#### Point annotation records
□ □ □
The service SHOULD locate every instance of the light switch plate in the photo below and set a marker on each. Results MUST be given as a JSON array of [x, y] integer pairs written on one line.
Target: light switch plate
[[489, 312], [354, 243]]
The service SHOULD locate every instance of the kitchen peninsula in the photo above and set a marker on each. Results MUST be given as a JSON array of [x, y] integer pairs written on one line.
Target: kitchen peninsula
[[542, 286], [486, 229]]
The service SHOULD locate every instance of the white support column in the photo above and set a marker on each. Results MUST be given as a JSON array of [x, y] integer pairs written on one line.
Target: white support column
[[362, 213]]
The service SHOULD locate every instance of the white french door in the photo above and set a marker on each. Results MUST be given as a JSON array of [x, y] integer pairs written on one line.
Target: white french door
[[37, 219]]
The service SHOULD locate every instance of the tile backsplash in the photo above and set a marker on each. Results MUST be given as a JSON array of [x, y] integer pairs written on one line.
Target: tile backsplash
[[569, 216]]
□ □ □
#### Exercise
Rewrite the entire listing above with every "set a marker" swapped for "place a pin", leaving everything else unchanged.

#### Finished task
The service SHOULD locate every instance of the light switch plate in the photo below and place a pin on each. Results MUST be given as a JSON array of [x, y] integer pairs written on one line.
Target: light switch plate
[[489, 312], [354, 243]]
The service SHOULD locate every instance of the kitchen peninsula in the photo above and place a pin on each. Results MUST be given as a JSON array of [x, y] integer pairs written on one line.
Target: kitchen peninsula
[[542, 286], [486, 229]]
The service SHOULD locate every instance of the white support column in the photo above and place a pin on each. Results MUST be given as a JSON array of [x, y] integer pairs written on one line.
Target: white support column
[[362, 213]]
The service SHOULD locate every instance of the white french door in the photo above and place a pin on each. Results MUST be given as a JSON array of [x, y] integer pairs written on one line.
Target: white french door
[[37, 219]]
The service SHOULD locate every instance of the tile backsplash in the photo above and place a pin on each. Results MUST be given as a JSON array of [x, y] integer pairs written on one line.
Target: tile backsplash
[[569, 216]]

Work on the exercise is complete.